Provided passage:

======

The government itself insists that it is mobilising to help these women.
"We've already identified a working space for them and immediately started the construction," said Abdulfeta. "It will be completed in a short period of time."
Another point of concern is that when the market was located in Jan Meda, large numbers of vendors worked without business licenses, according to the Bureau head. The fact that the new vegetable market does not allow these clandestine small-scale vendors to operate is a source of deep concern for them, and they are demanding solutions from the government.
The legalisation of these small-time vegetable sellers is being assessed, and 380 of them are in the process of being legalised, according to Abdulfeta.
The legal vendors and distributors working in the market also have their share of dissatisfaction.
"Even though the modern arrangements are good, the far-off location drives away many customers," mentioned a distributor who wished to remain anonymous. "I've lost over 40,000 Br due to the market's inaccessibility and the lack of people that used to help us in loading and unloading our produce."
Abdulfeta Aziz, a distributor, mentioned that he used to sell at least 10ql of onions every day when the market was in Piassa.
"Now we barely sell two quintals," he lamented.
Abdulfeta, who says the far location of the centre limites customers from visiting the area, claims that he sells a maximum of three quintals of tomatoes a day. In contrast, he used to sell between nine and 11 quintals a day in Piassa.
There are other problems too, with a lack of adequate space being a big one. Evidently, the vendors who own their own shops use some unorthodox methods to make some extra money. If one vendor gets a large product delivery and lacks the space to store the goods, another vendor will temporarily rent out some space to them and charge as much as 2,000 Br a day.
"The structure is completely missing the necessary outlets for our products, and we are losing money over it, with our products lying around on the pavement," said one vendor. "It's like leaving a lump of meat on the floor and expecting to sell it afterwards. We're selling at reduced prices to attract buyers."
However, some are pleased with the new market, viewing it as a glass half full. Vendors coming from Qera are particularly content.
"The market here is preferable, since Qera was an expensive area to sell at," stated Girum Ayalew, a vendor from Qera. "But now it's extremely cheap, the vegetables we receive cost less, and the variety of products coming in is better."
Girum added that the electricity infrastructure is adequate, an important factor since the fruits and vegetables are delivered and stocked late at night.
Similar fruit and vegetable market projects were implemented over a year ago, including the markets in Furi and Jemo. However, due to disappointing results and poor maintenance, many vendors chose to leave the markets. Part of the reason for this is that the markets were not promoted well, and there was a lack of customers. The Bureau maintains that these markets are getting a second chance after being renovated and reopened.
"The new traders showing interest as well as the capacity to provide different industrial and agricultural products in a fair amount are lifting up the market now," said Abdulfeta Yusuf, the Bureau head.
Building one or two markets is not enough, according to Zegeye Chernet (PhD), assistant professor and deputy director at the Ethiopian Institute of Architecture, Building Construction & City Development.
The markets were in the city centre, which can make the city more crowded. Since Addis Abeba has a complex transportation system, the way to solve the problem is to decentralise the market, according to the expert. He recommended building a market for every district so that customers and sellers would not have cost and transportation difficulties.
"One of the reasons for urban planning is to integrate location, time and activity in the urban area in order that it will create a pattern and eliminate unnecessary hustle," he said.

======

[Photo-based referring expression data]
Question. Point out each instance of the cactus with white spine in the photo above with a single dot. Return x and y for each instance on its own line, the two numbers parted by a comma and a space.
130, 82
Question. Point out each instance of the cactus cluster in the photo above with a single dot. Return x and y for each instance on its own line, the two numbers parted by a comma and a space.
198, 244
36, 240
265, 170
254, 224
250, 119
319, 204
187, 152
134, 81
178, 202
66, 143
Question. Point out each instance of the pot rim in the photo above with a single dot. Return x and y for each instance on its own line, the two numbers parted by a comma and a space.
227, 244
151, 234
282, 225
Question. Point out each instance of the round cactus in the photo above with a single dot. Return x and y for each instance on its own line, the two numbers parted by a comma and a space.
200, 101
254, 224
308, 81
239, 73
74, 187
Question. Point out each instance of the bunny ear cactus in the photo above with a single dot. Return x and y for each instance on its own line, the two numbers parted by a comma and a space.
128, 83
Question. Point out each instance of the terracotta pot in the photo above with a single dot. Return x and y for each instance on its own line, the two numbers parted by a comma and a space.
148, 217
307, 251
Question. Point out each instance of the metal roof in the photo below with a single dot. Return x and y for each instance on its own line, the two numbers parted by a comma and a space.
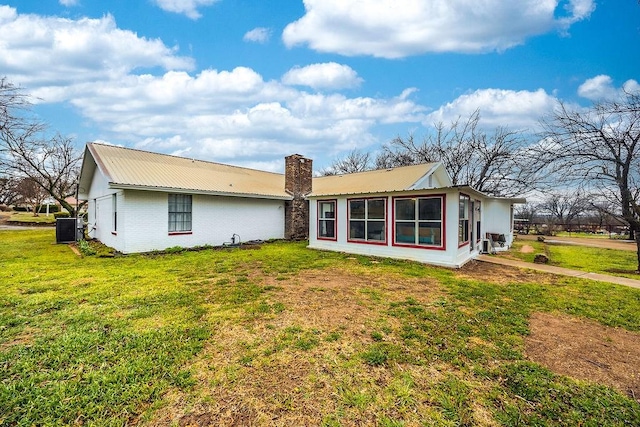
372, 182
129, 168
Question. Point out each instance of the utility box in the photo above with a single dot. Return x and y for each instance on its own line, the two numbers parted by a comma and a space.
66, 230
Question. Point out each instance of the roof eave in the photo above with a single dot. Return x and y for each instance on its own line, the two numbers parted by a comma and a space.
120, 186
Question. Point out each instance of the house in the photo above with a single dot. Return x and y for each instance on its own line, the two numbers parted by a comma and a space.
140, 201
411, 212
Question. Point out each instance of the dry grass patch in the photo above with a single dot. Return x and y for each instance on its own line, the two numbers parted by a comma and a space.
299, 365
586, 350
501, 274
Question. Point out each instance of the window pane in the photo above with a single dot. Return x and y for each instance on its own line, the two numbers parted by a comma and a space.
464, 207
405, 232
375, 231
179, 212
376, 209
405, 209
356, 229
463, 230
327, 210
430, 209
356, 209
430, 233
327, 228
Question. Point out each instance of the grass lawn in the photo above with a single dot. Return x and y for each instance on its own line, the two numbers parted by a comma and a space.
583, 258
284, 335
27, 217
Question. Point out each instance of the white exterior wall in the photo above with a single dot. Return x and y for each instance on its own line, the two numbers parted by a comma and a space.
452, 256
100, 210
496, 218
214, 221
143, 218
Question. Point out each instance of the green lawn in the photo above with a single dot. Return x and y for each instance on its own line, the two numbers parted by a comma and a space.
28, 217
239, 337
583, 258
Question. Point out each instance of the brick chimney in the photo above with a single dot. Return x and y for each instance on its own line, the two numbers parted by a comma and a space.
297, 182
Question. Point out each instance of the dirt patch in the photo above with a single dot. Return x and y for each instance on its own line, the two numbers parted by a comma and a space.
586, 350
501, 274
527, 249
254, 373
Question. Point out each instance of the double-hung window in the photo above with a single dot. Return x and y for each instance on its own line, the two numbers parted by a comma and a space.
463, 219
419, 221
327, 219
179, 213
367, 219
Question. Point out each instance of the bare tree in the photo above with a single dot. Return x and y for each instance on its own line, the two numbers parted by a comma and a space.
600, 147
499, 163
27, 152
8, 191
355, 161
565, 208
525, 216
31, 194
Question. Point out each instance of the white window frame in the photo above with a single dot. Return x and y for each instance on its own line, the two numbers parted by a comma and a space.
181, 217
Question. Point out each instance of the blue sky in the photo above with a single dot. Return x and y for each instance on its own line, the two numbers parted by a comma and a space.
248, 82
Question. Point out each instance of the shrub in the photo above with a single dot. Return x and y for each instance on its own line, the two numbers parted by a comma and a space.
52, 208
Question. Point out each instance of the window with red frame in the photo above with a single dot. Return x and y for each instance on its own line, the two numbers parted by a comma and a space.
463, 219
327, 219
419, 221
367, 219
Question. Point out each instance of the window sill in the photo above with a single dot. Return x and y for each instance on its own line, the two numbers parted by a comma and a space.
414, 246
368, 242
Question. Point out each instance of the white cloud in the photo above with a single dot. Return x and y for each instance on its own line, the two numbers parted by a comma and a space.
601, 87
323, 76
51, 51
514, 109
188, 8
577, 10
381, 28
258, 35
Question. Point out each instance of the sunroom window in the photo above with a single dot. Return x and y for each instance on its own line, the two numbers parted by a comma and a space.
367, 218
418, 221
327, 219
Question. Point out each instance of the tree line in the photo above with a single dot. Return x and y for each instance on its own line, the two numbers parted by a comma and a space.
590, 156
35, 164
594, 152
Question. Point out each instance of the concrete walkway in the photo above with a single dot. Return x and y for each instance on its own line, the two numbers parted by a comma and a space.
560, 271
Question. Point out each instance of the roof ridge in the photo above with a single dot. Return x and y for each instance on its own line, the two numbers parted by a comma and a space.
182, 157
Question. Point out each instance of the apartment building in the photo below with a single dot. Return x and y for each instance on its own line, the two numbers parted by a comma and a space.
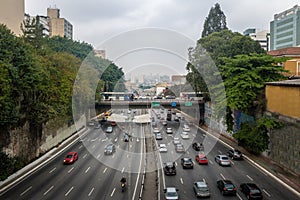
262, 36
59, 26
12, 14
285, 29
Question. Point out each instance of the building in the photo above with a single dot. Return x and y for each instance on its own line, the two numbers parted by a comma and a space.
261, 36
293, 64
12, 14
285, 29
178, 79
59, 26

======

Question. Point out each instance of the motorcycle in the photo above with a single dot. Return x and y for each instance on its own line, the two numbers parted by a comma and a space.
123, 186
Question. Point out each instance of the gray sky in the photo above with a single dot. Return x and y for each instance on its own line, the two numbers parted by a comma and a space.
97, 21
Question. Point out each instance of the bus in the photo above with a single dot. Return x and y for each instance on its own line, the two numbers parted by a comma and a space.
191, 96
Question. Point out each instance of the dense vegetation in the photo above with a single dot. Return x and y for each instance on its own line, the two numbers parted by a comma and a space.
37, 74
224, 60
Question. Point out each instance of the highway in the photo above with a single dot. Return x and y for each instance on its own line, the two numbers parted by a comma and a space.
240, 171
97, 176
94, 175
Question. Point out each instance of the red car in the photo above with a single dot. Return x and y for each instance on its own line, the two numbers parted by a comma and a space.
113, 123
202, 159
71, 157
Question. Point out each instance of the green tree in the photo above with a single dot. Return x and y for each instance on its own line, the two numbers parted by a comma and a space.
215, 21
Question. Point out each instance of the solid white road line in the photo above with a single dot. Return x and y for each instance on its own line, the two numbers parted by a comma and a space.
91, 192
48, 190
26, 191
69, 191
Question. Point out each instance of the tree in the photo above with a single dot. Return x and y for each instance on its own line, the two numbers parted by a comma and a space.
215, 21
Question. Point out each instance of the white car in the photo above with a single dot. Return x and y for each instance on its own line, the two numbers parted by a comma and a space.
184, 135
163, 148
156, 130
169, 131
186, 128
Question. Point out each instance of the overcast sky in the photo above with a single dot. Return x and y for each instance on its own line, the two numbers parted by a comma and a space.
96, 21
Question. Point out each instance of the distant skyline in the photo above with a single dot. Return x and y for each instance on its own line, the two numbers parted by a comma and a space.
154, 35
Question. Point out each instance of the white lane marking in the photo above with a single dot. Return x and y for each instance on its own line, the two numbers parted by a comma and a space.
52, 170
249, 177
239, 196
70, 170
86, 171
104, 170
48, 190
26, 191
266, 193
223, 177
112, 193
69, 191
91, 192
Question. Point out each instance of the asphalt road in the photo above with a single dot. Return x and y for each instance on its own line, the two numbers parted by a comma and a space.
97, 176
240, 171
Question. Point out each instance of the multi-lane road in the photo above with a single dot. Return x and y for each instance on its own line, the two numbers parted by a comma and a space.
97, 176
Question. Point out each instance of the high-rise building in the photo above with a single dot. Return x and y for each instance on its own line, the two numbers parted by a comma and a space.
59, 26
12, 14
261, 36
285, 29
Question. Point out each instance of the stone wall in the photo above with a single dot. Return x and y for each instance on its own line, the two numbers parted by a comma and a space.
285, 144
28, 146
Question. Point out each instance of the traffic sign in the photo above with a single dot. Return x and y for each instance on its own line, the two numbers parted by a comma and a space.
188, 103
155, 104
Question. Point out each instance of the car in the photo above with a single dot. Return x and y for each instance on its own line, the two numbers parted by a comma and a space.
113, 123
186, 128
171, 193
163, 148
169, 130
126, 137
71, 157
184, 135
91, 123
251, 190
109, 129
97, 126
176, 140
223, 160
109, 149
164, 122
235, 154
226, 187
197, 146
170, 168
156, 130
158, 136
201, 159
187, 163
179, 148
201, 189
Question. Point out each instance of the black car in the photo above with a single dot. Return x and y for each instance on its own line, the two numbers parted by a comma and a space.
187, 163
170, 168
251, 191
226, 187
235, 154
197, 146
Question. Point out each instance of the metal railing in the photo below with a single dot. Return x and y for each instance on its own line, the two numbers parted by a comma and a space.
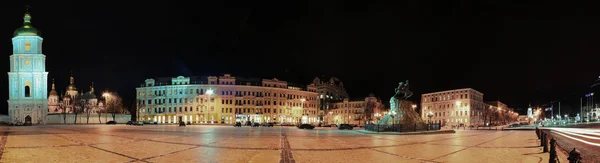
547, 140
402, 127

======

Work request:
Copy the market article from "Another point of" to "share of dissatisfaction.", renaming "business licenses" to "trade permits". The listing has no connection to the article on the Addis Abeba vegetable market.

Response to this task:
Another point of concern is that when the market was located in Jan Meda, large numbers of vendors worked without trade permits, according to the Bureau head. The fact that the new vegetable market does not allow these clandestine small-scale vendors to operate is a source of deep concern for them, and they are demanding solutions from the government.
The legalisation of these small-time vegetable sellers is being assessed, and 380 of them are in the process of being legalised, according to Abdulfeta.
The legal vendors and distributors working in the market also have their share of dissatisfaction.